To help inform doctor-patient discussions, the American College of Rheumatology (ACR) and National Psoriasis Foundation (NPF) teamed up to publish treatment guidelines in 2018. Most recommendations are conditional, meaning: “It depends on an individual’s circumstances.”
Dr. Singh, lead author of the guidelines, says their conditional nature and low quality of the supporting evidence reflect the lack of head-to head studies of PsA treatments.
“We tried to answer questions that are clinically relevant: What are the relative benefits and risks of different treatment options,” he says. “But there are only a handful of studies comparing one drug to another.”
The guidelines recommend a TNF blocking biologic drug as therapy for people with active PsA who have never been treated or when other treatments haven’t worked. It’s a change from earlier guidelines, which usually preferred a step-up approach — often driven by insurers. That meant starting with the least expensive drug and working up to stronger, pricier ones if or when the disease got worse. The new guidelines also suggest switching to a different TNF blocker if the first one doesn’t work instead of to a different class of drugs.
But there are qualifications. Some patients can’t afford biologics like TNF blockers; others don’t want to risk side effects; others want a pill, not an injection or infusion. And people with certain conditions or risk factors, like congenital heart failure or recurrent infections, can’t use anti-TNF drugs. In these cases, methotrexate is the preferred option for newly diagnosed PsA patients. For those who switched to a TNF blocker from methotrexate, the next step might be an IL-17 inhibitor.
Most doctors will discuss switching therapies if you haven’t seen at least a 20% improvement in symptoms after 12 weeks of treatment.
Dr. Singh says the use of combination therapies in PsA is waning as more drugs that work for both skin and joints come on the market.
“There might still be patients who need additional support to get the best response for skin and joints — for example, a steroid cream plus a systemic medication — but I am hoping the use of dual therapies will decrease over time,” he says.
The ACR/NPF guidelines also place an emphasis on nondrug therapies. The authors say both drug and nondrug therapies “can ameliorate PsA symptoms and occasionally lead to remission.”
Dr. Singh says smoking cessation is particularly important and has solid evidence to back it up.
“Smoking cessation is a huge recommendation in our guidelines,” he says. “It has an effect not only on mortality and cardiac and lung health, but on disease activity and the failure rate of drugs. We tell patients who smoke that their medications won’t work as long or as well. And quitting smoking is very actionable. If you explain to patients how important it is, they usually can do it.”
“Weight loss and exercise are the other two big ones. We know they contribute to joint health. Exercise can also have a positive effect on mental health, muscle biology and range of motion. Patients usually say, ‘I’m so glad you talked to me about exercise and weight loss. That tells me they’re important.’”
With the exception of lifestyle changes, most of the ACR/NPF recommendations are suggestions only. Whether they apply to any particular patient depends on many factors, including age, other health problems and patients themselves. Philip Mease, MD, is director of rheumatology research at Swedish Medical Center and a professor at the University of Washington School of Medicine, both in Seattle. He thinks it’s impossible to apply standardized systems to PsA treatment because every patient is different.
“Most people see a rheumatologist because musculoskeletal pain is bothering them more than skin problems. But for some, other symptoms are more important. If you have dactylitis (severe swelling) in one finger and are a concert violinist, that’s a disaster. The beauty of the doctor-patient conversation is that patients can prioritize what is most important to them,” he says.

== Exercise description ==
In the PsA treatment passage, why does Dr. Singh say the ACR/NPF guidelines are mostly conditional and rest on low-quality evidence? Answer in one to three sentences.

[Natural-language object grounding data]
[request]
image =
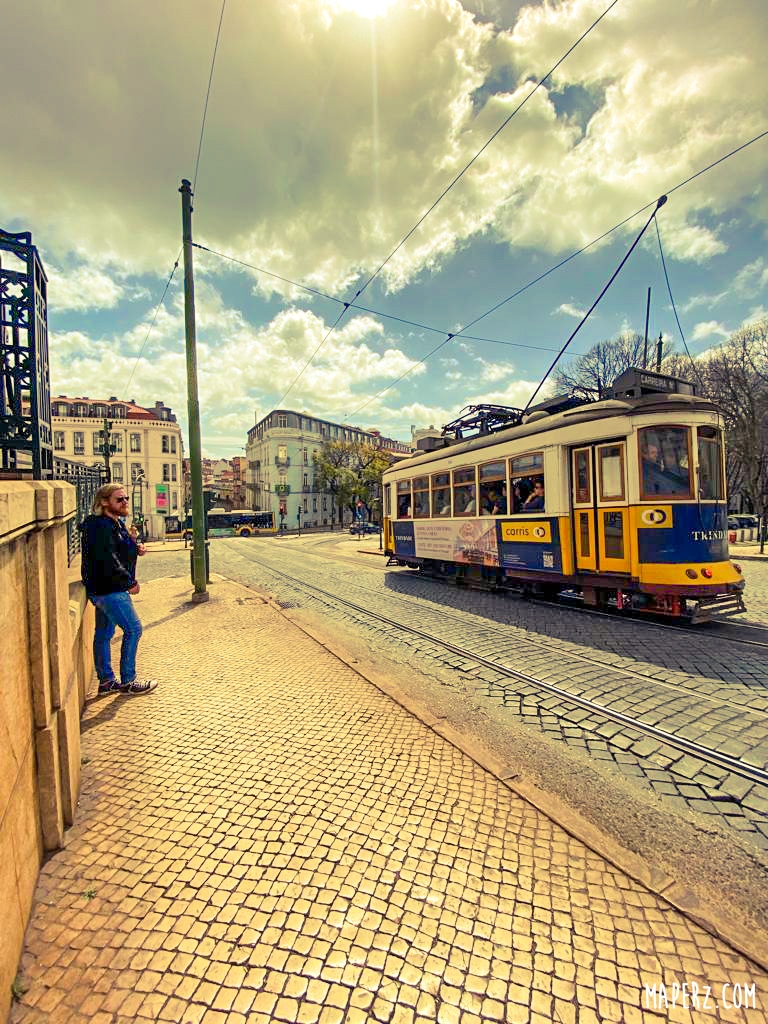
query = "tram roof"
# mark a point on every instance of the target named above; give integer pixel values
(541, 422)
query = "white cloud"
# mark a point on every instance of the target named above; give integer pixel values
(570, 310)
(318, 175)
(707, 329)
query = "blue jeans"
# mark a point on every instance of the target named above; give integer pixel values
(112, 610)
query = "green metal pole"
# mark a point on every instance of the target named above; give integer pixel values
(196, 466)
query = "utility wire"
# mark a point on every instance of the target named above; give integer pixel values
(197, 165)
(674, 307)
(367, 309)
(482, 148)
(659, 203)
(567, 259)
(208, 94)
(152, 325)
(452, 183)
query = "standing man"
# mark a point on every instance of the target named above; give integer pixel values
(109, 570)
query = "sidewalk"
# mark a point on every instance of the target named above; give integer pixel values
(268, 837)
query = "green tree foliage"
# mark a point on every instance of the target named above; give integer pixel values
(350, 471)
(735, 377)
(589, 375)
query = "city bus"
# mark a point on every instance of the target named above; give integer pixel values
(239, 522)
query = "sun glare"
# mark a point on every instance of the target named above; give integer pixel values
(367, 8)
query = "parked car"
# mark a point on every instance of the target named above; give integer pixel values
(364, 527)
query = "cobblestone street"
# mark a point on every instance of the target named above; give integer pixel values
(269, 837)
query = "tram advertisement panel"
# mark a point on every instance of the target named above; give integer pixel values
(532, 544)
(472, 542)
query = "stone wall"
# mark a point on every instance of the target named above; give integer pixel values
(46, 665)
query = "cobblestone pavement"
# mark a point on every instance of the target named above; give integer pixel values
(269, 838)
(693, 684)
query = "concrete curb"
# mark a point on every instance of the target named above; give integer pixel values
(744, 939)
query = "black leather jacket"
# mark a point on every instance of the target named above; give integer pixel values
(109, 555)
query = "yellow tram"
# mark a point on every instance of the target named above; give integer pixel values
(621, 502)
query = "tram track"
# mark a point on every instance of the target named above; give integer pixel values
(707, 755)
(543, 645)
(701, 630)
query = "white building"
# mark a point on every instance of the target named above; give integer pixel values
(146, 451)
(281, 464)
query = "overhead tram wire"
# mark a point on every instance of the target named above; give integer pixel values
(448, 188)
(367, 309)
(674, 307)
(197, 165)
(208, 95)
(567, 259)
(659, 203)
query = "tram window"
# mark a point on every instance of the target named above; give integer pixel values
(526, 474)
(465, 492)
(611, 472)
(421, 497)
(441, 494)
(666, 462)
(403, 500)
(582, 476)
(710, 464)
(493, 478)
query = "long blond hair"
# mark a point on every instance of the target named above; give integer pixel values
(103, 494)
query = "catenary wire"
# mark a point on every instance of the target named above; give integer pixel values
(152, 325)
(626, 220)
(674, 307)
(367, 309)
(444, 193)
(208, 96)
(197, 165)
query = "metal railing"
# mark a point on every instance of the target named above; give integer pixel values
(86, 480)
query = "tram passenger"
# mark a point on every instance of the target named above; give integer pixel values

== Response to this exercise ==
He attributes this to a lack of head-to-head studies of PsA treatments. Only a handful of studies compare one drug to another, so the relative benefits and risks of different options can't be firmly established.